:: GIVEN PASSAGE

ALA announces unique opportunity to host Shakespeare’s 1623 ‘First Folio’ in traveling exhibition
For Immediate Release
ALA Public Programs Office (PPO)
CHICAGO — The American Library Association (ALA) Public Programs Office, in collaboration with the Folger Shakespeare Library and Cincinnati Museum Center (CMC), invites applications for the traveling exhibition Shakespeare and His First Folio.
The exhibition — part of the international events planned for 2016 in observance of the 400th anniversary of William Shakespeare’s death — will bring the 1623 original edition of the playwright’s first published collection to 53 sites: one site in all 50 United States, the District of Columbia, Puerto Rico and the U.S. Virgin Islands. Each location will host the exhibition for four weeks.
The opportunity is open to public, academic and special libraries, small museums, historical societies and other cultural venues. Online applications must be submitted to ALA by Sept. 5, 2014.
Shakespeare and His First Folio is made possible in part by a major grant from the National Endowment for the Humanities: Exploring the human endeavor.
Published just seven years after his death, Mr. William Shakespeares Comedies, Histories, & Tragedies — now known as the “First Folio” — saved for posterity 18 of Shakespeare’s 38 plays, including "The Tempest," "Macbeth," "Twelfth Night" and "As You Like It." Multiple copies of this original edition, each accompanied by six interpretive panels, will tour the nation as the exhibition Shakespeare and His First Folio, providing hundreds of thousands of visitors with a rare opportunity to view this important book in their own community.

::::
:: PROVIDED MATERIAL

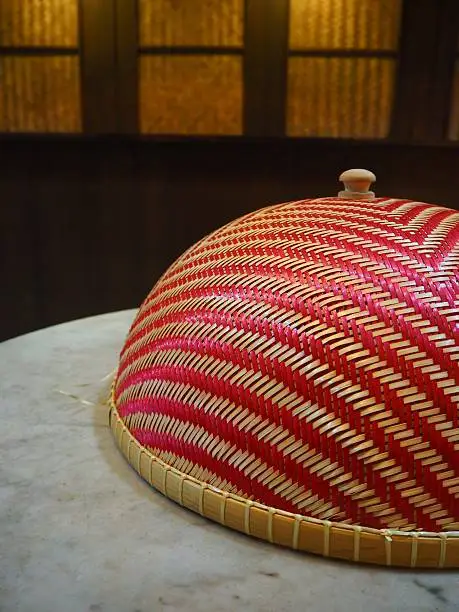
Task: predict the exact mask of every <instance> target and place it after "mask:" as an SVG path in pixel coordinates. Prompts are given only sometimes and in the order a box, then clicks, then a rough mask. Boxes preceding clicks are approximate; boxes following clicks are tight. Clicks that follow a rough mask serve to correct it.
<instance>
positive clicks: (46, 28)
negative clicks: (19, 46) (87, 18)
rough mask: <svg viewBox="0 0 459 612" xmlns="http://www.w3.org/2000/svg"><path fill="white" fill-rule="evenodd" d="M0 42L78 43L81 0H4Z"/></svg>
mask: <svg viewBox="0 0 459 612" xmlns="http://www.w3.org/2000/svg"><path fill="white" fill-rule="evenodd" d="M0 45H1V46H12V47H17V46H23V47H24V46H34V47H55V46H57V47H76V46H78V0H1V2H0Z"/></svg>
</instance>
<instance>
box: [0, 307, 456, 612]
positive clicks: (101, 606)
mask: <svg viewBox="0 0 459 612" xmlns="http://www.w3.org/2000/svg"><path fill="white" fill-rule="evenodd" d="M133 316H134V311H127V312H119V313H114V314H107V315H103V316H99V317H93V318H89V319H83V320H80V321H75V322H72V323H67V324H65V325H60V326H56V327H52V328H49V329H44V330H41V331H38V332H35V333H32V334H28V335H26V336H22V337H20V338H16V339H13V340H10V341H7V342H4V343H3V344H0V423H1V436H2V438H1V441H0V457H1V463H0V610H1V612H13V611H18V612H87V611H90V612H160V611H162V610H164V611H165V612H169V611H173V610H190V611H195V610H196V611H202V612H207V611H209V612H220V611H222V612H224V611H227V610H228V611H229V610H231V611H234V610H249V611H267V612H284V611H285V612H288V611H290V610H292V611H293V610H295V611H298V612H319V611H320V612H335V611H345V612H346V611H348V610H349V611H352V612H360V611H365V612H367V611H370V612H385V611H394V610H401V611H409V612H432V611H441V612H449V611H451V612H453V611H454V612H458V611H459V572H446V571H444V572H420V571H401V570H396V569H395V570H394V569H386V568H377V567H368V566H361V565H349V564H345V563H342V562H337V561H336V562H335V561H332V560H327V559H322V558H319V557H314V556H308V555H304V554H300V553H295V552H293V551H289V550H284V549H281V548H277V547H275V546H272V545H269V544H265V543H262V542H259V541H257V540H254V539H251V538H248V537H246V536H244V535H241V534H238V533H235V532H232V531H229V530H227V529H225V528H223V527H221V526H219V525H216V524H213V523H210V522H208V521H206V520H205V519H204V518H201V517H200V516H197V515H194V514H192V513H190V512H189V511H187V510H185V509H182V508H180V507H179V506H177V505H175V504H174V503H173V502H171V501H169V500H167V499H165V498H164V497H162V496H161V495H160V494H159V493H156V492H155V491H153V490H152V489H151V488H150V487H149V486H148V485H147V484H146V483H144V482H143V481H142V480H140V479H139V478H138V476H137V475H136V474H135V473H134V471H133V470H132V469H131V468H130V467H129V465H128V464H127V463H126V461H125V460H124V458H123V457H122V456H121V454H120V453H119V452H118V450H117V448H116V446H115V444H114V442H113V439H112V436H111V432H110V430H109V428H108V425H107V411H106V409H104V408H103V407H102V406H101V405H100V398H101V396H102V395H103V391H104V390H106V387H107V380H106V379H105V380H104V378H106V377H107V375H109V374H110V372H111V371H112V370H113V369H114V367H115V366H116V362H117V357H118V352H119V349H120V347H121V345H122V342H123V340H124V337H125V335H126V333H127V330H128V327H129V324H130V322H131V320H132V318H133Z"/></svg>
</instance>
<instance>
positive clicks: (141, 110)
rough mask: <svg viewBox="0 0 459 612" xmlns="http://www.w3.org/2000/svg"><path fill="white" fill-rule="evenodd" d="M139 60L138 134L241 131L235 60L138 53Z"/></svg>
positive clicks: (236, 62)
mask: <svg viewBox="0 0 459 612" xmlns="http://www.w3.org/2000/svg"><path fill="white" fill-rule="evenodd" d="M139 61H140V130H141V132H142V133H144V134H187V135H196V134H210V135H214V134H217V135H218V134H223V135H226V134H233V135H236V134H241V133H242V99H243V87H242V60H241V58H240V57H237V56H232V55H228V56H221V55H195V56H193V55H183V56H182V55H144V56H141V57H140V58H139Z"/></svg>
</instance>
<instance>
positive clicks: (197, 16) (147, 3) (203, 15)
mask: <svg viewBox="0 0 459 612" xmlns="http://www.w3.org/2000/svg"><path fill="white" fill-rule="evenodd" d="M139 41H140V45H141V46H160V47H163V46H166V47H168V46H177V45H179V46H214V47H228V46H236V47H237V46H242V45H243V41H244V0H139Z"/></svg>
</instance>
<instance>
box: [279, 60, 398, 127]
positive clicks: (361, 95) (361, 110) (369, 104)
mask: <svg viewBox="0 0 459 612" xmlns="http://www.w3.org/2000/svg"><path fill="white" fill-rule="evenodd" d="M394 78H395V61H394V60H392V59H380V58H343V57H291V58H289V72H288V97H287V100H288V103H287V133H288V135H289V136H303V137H314V136H316V137H328V138H343V137H344V138H385V137H386V136H387V135H388V133H389V130H390V119H391V111H392V102H393V92H394Z"/></svg>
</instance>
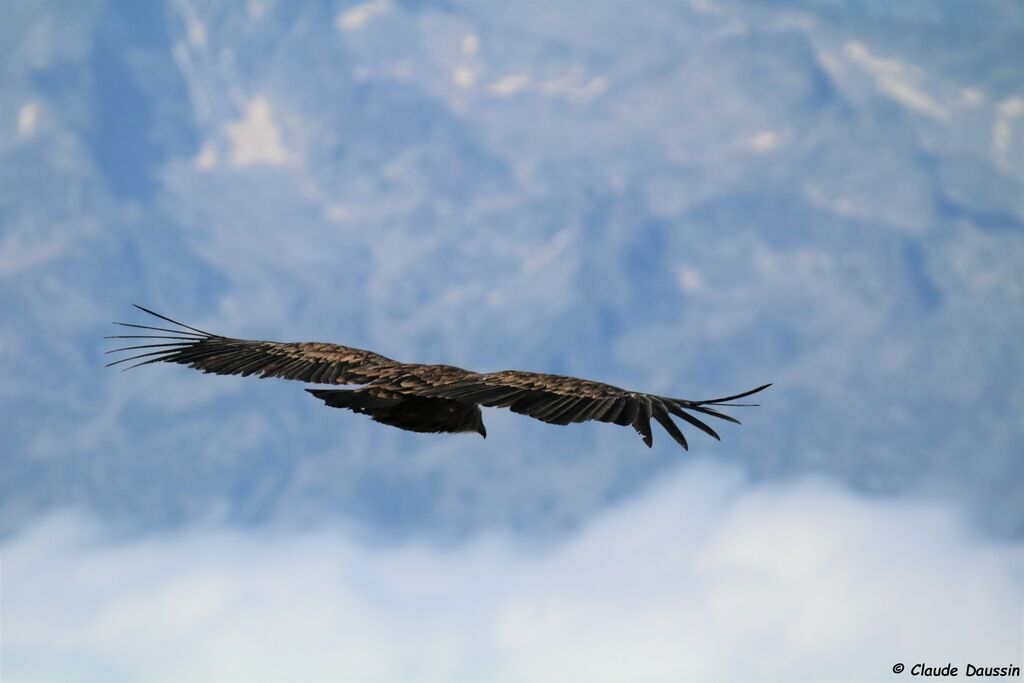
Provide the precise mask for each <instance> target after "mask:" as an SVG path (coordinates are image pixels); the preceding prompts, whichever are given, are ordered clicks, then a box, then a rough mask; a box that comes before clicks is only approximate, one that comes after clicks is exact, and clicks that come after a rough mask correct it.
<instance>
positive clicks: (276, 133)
mask: <svg viewBox="0 0 1024 683" xmlns="http://www.w3.org/2000/svg"><path fill="white" fill-rule="evenodd" d="M224 131H225V133H226V134H227V137H228V139H229V140H230V143H231V147H230V151H229V152H228V160H229V161H230V164H231V166H234V167H238V168H242V167H246V166H256V165H260V164H267V165H283V164H288V163H289V162H290V161H291V160H292V155H291V154H290V153H289V151H288V150H287V148H286V147H285V145H284V143H283V142H282V141H281V131H280V129H279V128H278V124H276V123H275V122H274V120H273V114H272V112H271V111H270V103H269V102H268V101H267V100H266V99H265V98H263V97H254V98H252V99H251V100H249V102H248V104H247V106H246V112H245V115H244V116H243V117H242V118H241V119H239V120H238V121H234V122H231V123H227V124H225V125H224Z"/></svg>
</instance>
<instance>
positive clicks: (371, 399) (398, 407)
mask: <svg viewBox="0 0 1024 683" xmlns="http://www.w3.org/2000/svg"><path fill="white" fill-rule="evenodd" d="M136 307H137V308H139V309H141V310H143V311H145V312H147V313H150V314H152V315H156V316H157V317H160V318H161V319H164V321H167V322H168V323H171V324H172V325H175V326H178V329H168V328H158V327H151V326H143V325H133V324H127V323H118V325H121V326H124V327H129V328H136V329H141V330H147V331H151V332H162V333H167V334H165V335H151V334H147V335H115V336H113V337H111V338H114V339H155V340H157V339H159V340H166V341H163V342H161V343H154V344H150V343H145V344H138V345H133V346H126V347H123V348H118V349H114V350H113V351H109V352H115V351H128V350H131V351H134V350H141V351H143V352H141V353H139V354H137V355H133V356H130V357H126V358H122V359H120V360H116V361H114V362H112V364H110V365H112V366H113V365H118V364H120V362H125V361H128V360H136V359H137V360H139V362H137V364H135V366H139V365H146V364H151V362H161V361H163V362H176V364H181V365H185V366H188V367H190V368H196V369H197V370H201V371H203V372H205V373H214V374H217V375H242V376H249V375H256V376H258V377H280V378H283V379H290V380H300V381H303V382H308V383H310V384H333V385H339V384H343V385H360V387H361V388H358V389H306V391H308V392H309V393H311V394H313V395H314V396H316V397H317V398H321V399H322V400H324V402H326V403H327V404H328V405H331V407H334V408H344V409H347V410H350V411H353V412H355V413H359V414H364V415H369V416H370V417H371V418H372V419H374V420H375V421H377V422H380V423H382V424H386V425H390V426H392V427H398V428H399V429H406V430H409V431H416V432H445V433H459V432H477V433H479V434H481V435H482V436H486V430H485V429H484V427H483V420H482V416H481V414H480V407H481V405H483V407H486V408H508V409H509V410H511V411H512V412H513V413H519V414H521V415H526V416H529V417H531V418H536V419H538V420H542V421H544V422H548V423H551V424H556V425H567V424H569V423H572V422H586V421H589V420H597V421H599V422H608V423H614V424H617V425H624V426H625V425H632V426H633V427H634V429H636V431H637V432H638V433H639V434H640V435H641V436H642V437H643V440H644V442H645V443H646V444H647V445H648V446H650V445H651V444H652V442H653V436H652V434H651V429H650V421H651V419H654V420H655V421H656V422H658V424H660V425H662V426H663V427H664V428H665V430H666V431H667V432H669V434H670V435H672V437H673V438H675V439H676V441H677V442H679V444H680V445H682V446H683V447H684V449H686V447H687V442H686V438H685V437H684V436H683V433H682V432H681V431H680V430H679V427H678V426H677V425H676V424H675V422H673V420H672V417H671V416H675V417H677V418H679V419H681V420H683V421H684V422H686V423H688V424H690V425H692V426H694V427H696V428H697V429H700V430H701V431H703V432H706V433H708V434H710V435H711V436H714V437H715V438H718V434H717V433H716V432H715V430H714V429H712V428H711V427H709V426H708V425H707V424H706V423H705V422H703V421H701V420H699V419H697V418H696V417H694V416H693V415H691V413H698V414H702V415H707V416H711V417H715V418H718V419H721V420H726V421H729V422H736V423H738V421H737V420H735V419H734V418H732V417H730V416H728V415H725V414H723V413H720V412H719V411H718V410H716V409H717V408H721V407H723V405H739V403H730V402H729V401H732V400H735V399H737V398H742V397H743V396H749V395H751V394H754V393H757V392H759V391H762V390H763V389H765V388H767V387H768V386H770V385H768V384H766V385H764V386H760V387H758V388H756V389H752V390H750V391H744V392H742V393H739V394H736V395H733V396H726V397H723V398H714V399H710V400H688V399H684V398H670V397H667V396H656V395H653V394H645V393H640V392H635V391H629V390H627V389H622V388H620V387H616V386H612V385H610V384H603V383H601V382H593V381H590V380H584V379H580V378H577V377H565V376H561V375H546V374H542V373H528V372H523V371H517V370H506V371H502V372H497V373H475V372H472V371H469V370H464V369H462V368H457V367H455V366H441V365H421V364H404V362H398V361H396V360H392V359H391V358H388V357H385V356H383V355H381V354H379V353H375V352H373V351H367V350H364V349H358V348H352V347H349V346H341V345H340V344H328V343H324V342H271V341H253V340H247V339H232V338H229V337H221V336H220V335H214V334H211V333H208V332H204V331H202V330H198V329H196V328H193V327H189V326H186V325H182V324H181V323H177V322H176V321H172V319H171V318H169V317H165V316H164V315H161V314H160V313H156V312H154V311H152V310H150V309H147V308H142V307H141V306H136ZM154 348H155V349H159V350H152V351H151V350H148V349H154ZM135 366H131V367H133V368H134V367H135Z"/></svg>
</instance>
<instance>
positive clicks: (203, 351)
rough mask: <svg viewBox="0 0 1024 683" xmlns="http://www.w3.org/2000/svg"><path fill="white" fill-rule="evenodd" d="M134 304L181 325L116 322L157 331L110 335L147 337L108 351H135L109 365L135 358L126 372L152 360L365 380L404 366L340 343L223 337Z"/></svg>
mask: <svg viewBox="0 0 1024 683" xmlns="http://www.w3.org/2000/svg"><path fill="white" fill-rule="evenodd" d="M135 307H136V308H138V309H139V310H143V311H145V312H146V313H150V314H151V315H156V316H157V317H159V318H161V319H163V321H166V322H167V323H170V324H171V325H174V326H177V329H170V328H160V327H152V326H146V325H133V324H130V323H117V324H116V325H120V326H122V327H126V328H133V329H136V330H140V331H145V332H146V333H157V334H131V335H112V336H110V337H108V338H109V339H130V340H135V341H138V340H145V342H144V343H134V341H133V343H132V344H131V345H129V346H123V347H121V348H116V349H112V350H111V351H108V353H115V352H119V351H137V353H133V354H132V355H129V356H127V357H124V358H120V359H118V360H115V361H113V362H110V364H108V366H117V365H120V364H123V362H130V361H132V360H135V361H136V362H135V364H134V365H132V366H129V367H128V368H126V370H128V369H130V368H135V367H138V366H144V365H147V364H151V362H178V364H181V365H183V366H188V367H189V368H195V369H197V370H201V371H203V372H205V373H214V374H216V375H243V376H249V375H256V376H258V377H281V378H284V379H287V380H300V381H303V382H311V383H315V384H367V383H369V382H372V381H374V380H375V379H378V378H380V377H382V376H384V375H386V374H388V373H393V372H395V369H396V368H399V367H402V366H401V364H399V362H397V361H395V360H392V359H391V358H387V357H385V356H383V355H380V354H379V353H374V352H373V351H365V350H362V349H358V348H351V347H349V346H341V345H339V344H327V343H322V342H272V341H252V340H248V339H232V338H230V337H221V336H220V335H215V334H211V333H209V332H205V331H203V330H198V329H197V328H193V327H190V326H187V325H184V324H182V323H178V322H177V321H172V319H171V318H169V317H166V316H164V315H161V314H160V313H157V312H154V311H152V310H150V309H148V308H143V307H142V306H138V305H136V306H135ZM161 333H162V334H161Z"/></svg>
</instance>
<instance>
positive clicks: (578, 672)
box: [2, 465, 1022, 680]
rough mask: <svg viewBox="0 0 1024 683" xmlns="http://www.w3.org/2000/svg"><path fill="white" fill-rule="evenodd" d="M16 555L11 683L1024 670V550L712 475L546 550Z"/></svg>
mask: <svg viewBox="0 0 1024 683" xmlns="http://www.w3.org/2000/svg"><path fill="white" fill-rule="evenodd" d="M2 550H3V558H4V589H5V590H4V641H5V642H4V646H5V647H4V664H5V673H6V674H7V675H8V676H10V677H12V678H23V677H25V678H30V677H33V678H34V677H51V678H66V679H69V680H70V679H82V678H89V677H92V678H111V677H119V678H132V679H138V680H142V679H154V678H160V679H167V678H172V679H204V680H206V679H219V680H227V679H251V678H259V679H261V680H272V679H278V678H290V679H325V678H326V679H346V678H362V679H366V678H386V679H395V680H397V679H406V678H412V677H415V678H418V679H426V678H430V679H435V678H436V679H455V678H459V679H478V678H488V679H493V678H512V679H522V680H525V679H563V680H582V679H587V680H595V679H605V680H606V679H624V678H630V679H638V678H644V679H655V678H670V679H693V678H702V679H708V678H714V679H751V680H753V679H759V680H768V679H783V678H785V679H792V678H801V679H806V678H815V679H836V678H844V679H865V680H878V679H882V678H886V677H887V672H888V671H890V668H891V667H892V665H893V664H895V663H896V661H904V663H906V664H910V663H911V661H919V660H921V661H933V663H945V661H947V660H948V661H952V663H954V664H956V663H959V664H961V665H962V666H963V665H966V664H967V663H969V661H970V663H974V664H988V665H992V664H998V665H1005V664H1019V656H1020V638H1021V609H1020V607H1021V579H1020V568H1021V561H1022V549H1021V547H1020V545H1019V544H1018V545H1010V544H999V543H996V542H993V541H983V540H979V539H976V538H973V537H972V535H971V533H970V532H969V531H968V530H967V529H966V528H965V526H964V525H963V524H962V523H961V522H959V521H958V520H957V518H956V517H955V516H954V515H952V514H950V512H949V511H948V510H945V509H943V508H941V507H939V506H936V505H928V504H924V503H913V504H911V503H893V502H888V503H887V502H880V501H877V500H869V499H863V498H860V497H858V496H855V495H852V494H850V493H848V492H846V490H842V489H839V488H837V487H835V486H831V485H828V484H825V483H822V482H814V481H806V482H803V483H798V484H791V485H750V484H746V483H744V482H742V481H741V480H740V479H739V478H738V477H737V476H735V475H734V474H733V473H731V472H727V471H725V470H724V469H723V468H722V467H721V466H715V467H710V466H700V465H693V466H689V467H688V468H687V469H686V470H684V471H683V472H682V473H681V474H680V475H677V476H675V477H674V478H672V479H671V480H669V481H666V482H665V483H664V485H663V486H662V487H660V488H659V489H657V490H655V492H653V493H652V494H651V495H649V496H648V497H646V498H644V499H642V500H639V501H637V502H634V503H633V504H630V505H626V506H623V507H621V508H618V509H616V510H613V511H612V512H610V513H608V514H606V515H605V516H604V517H603V518H601V519H599V520H597V521H595V522H593V523H592V524H591V525H590V526H589V527H587V528H585V529H584V530H583V531H582V532H581V533H579V535H578V536H577V537H574V538H571V539H569V540H568V541H566V542H564V543H563V544H561V545H558V546H555V547H551V548H547V549H541V548H531V547H522V546H520V545H517V544H516V543H515V542H512V541H510V540H507V539H494V538H493V539H487V540H478V541H476V542H473V543H469V544H467V545H464V546H460V547H455V548H438V547H434V546H430V545H425V544H422V543H404V544H396V545H384V546H381V545H380V544H373V543H368V542H366V541H362V540H360V538H359V537H358V536H357V535H354V533H352V532H350V531H348V530H346V529H342V528H330V529H319V530H305V531H301V532H295V533H287V532H285V531H283V530H276V531H269V530H253V529H250V530H236V529H223V528H217V529H193V530H189V531H182V532H168V533H165V535H162V536H152V537H148V538H143V539H138V540H119V539H118V538H116V537H114V536H111V535H109V533H106V532H104V531H103V530H102V529H101V528H100V527H98V526H96V525H91V524H89V523H86V522H83V521H82V520H80V519H76V518H75V517H73V516H66V517H62V518H55V519H51V520H49V521H48V522H45V523H40V524H38V525H37V526H36V527H34V528H33V529H31V530H30V531H28V532H26V533H25V535H23V536H20V537H18V538H16V539H14V540H12V541H8V542H7V543H6V544H5V546H4V547H3V549H2ZM737 653H741V656H738V655H737Z"/></svg>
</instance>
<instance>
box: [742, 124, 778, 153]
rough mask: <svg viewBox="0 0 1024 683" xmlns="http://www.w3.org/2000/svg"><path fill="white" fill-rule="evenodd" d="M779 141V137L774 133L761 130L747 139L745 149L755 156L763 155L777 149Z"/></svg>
mask: <svg viewBox="0 0 1024 683" xmlns="http://www.w3.org/2000/svg"><path fill="white" fill-rule="evenodd" d="M780 141H781V140H780V138H779V135H778V133H776V132H775V131H773V130H763V131H761V132H760V133H758V134H756V135H752V136H751V137H750V138H748V140H746V147H748V148H749V150H750V151H751V152H754V153H756V154H764V153H766V152H771V151H772V150H774V148H775V147H777V146H778V144H779V142H780Z"/></svg>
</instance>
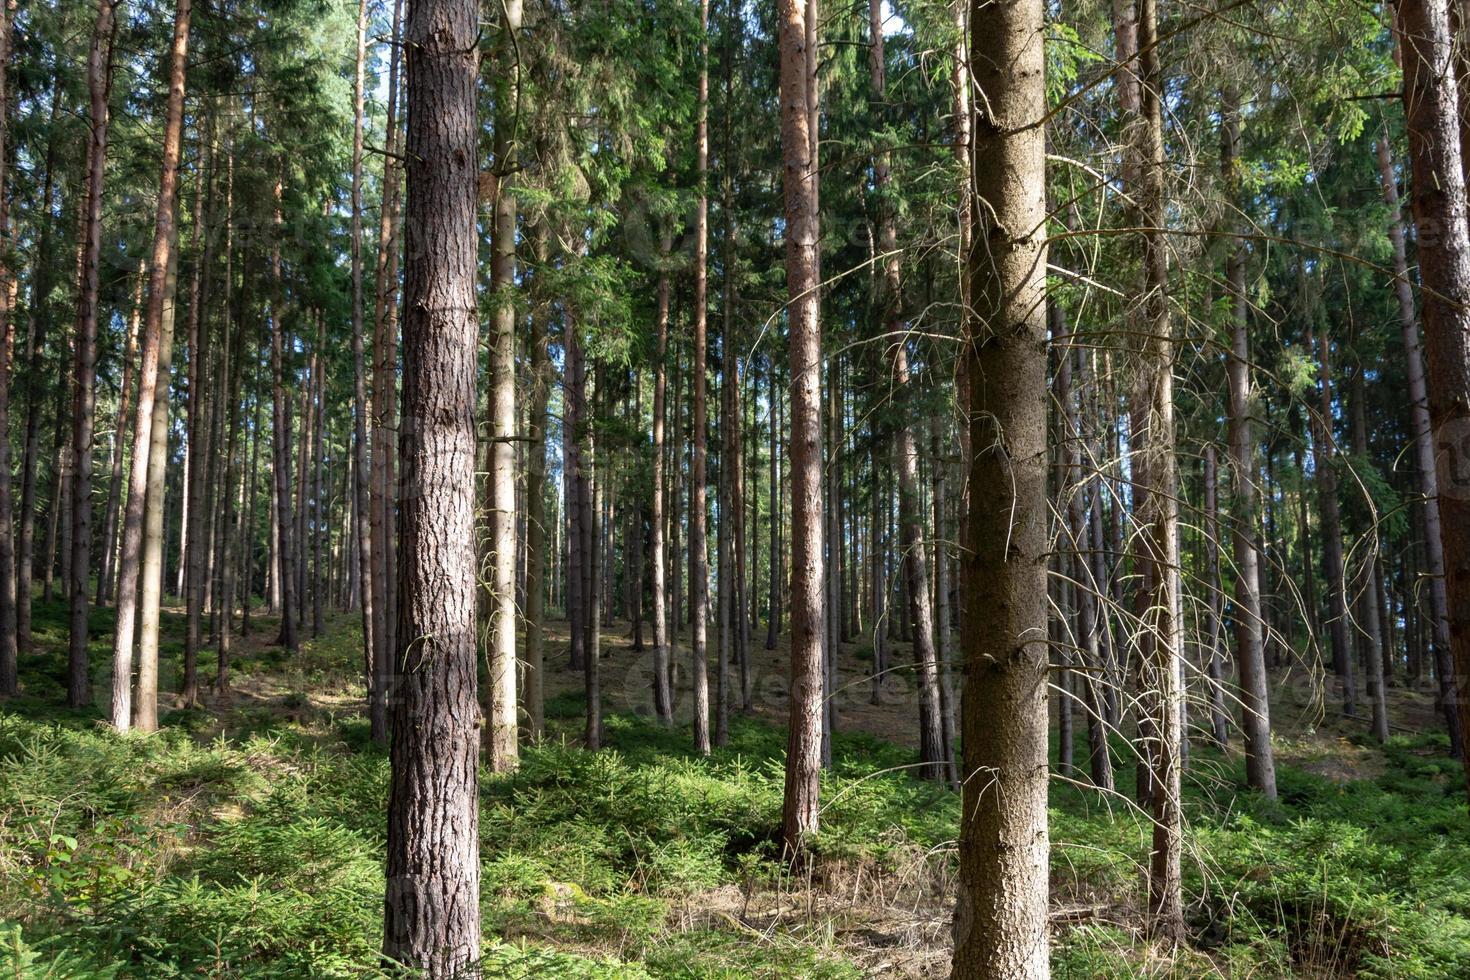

::::

**ASSIGNMENT 1**
Retype the part of the First Folio announcement from "Shakespeare and His First Folio is" to "their own community.".
**ASSIGNMENT 2**
Answer these questions using the First Folio announcement:
(a) By what date must online applications reach ALA?
(b) For how long will each location host the exhibition?
(c) How many of Shakespeare's plays did the First Folio save?
**ASSIGNMENT 3**
Carry on the First Folio announcement from the point where it stops.
You won't need the items above for anything here.

**EXPECTED OUTPUT 1**
Shakespeare and His First Folio is made possible in part by a major grant from the National Endowment for the Humanities: Exploring the human endeavor.
Published just seven years after his death, Mr. William Shakespeares Comedies, Histories, & Tragedies — now known as the “First Folio” — saved for posterity 18 of Shakespeare’s 38 plays, including "The Tempest," "Macbeth," "Twelfth Night" and "As You Like It." Multiple copies of this original edition, each accompanied by six interpretive panels, will tour the nation as the exhibition Shakespeare and His First Folio, providing hundreds of thousands of visitors with a rare opportunity to view this important book in their own community.

**EXPECTED OUTPUT 2**
(a) Sept. 5, 2014
(b) Four weeks
(c) 18 of his 38 plays

**EXPECTED OUTPUT 3**
Each host institution must have a suitable space in which to display the First Folio and exhibition and must meet environmental and security requirements. Selected sites will be asked to plan several related programs, including an opening event and programs for schoolteachers and families. The tour will launch in January 2016 and continue through the calendar year.
ALA’s Public Programs Office provides leadership, resources, training and networking opportunities that help thousands of librarians nationwide develop and host cultural programs for adult, young adult and family audiences. The mission of the ALA Public Programs Office is to promote cultural programming as an essential part of library service in all types of libraries. Projects include book and film discussion series, literary and cultural programs featuring authors and artists, professional development opportunities and traveling exhibitions. School, public, academic and special libraries nationwide benefit from the office’s programming initiatives.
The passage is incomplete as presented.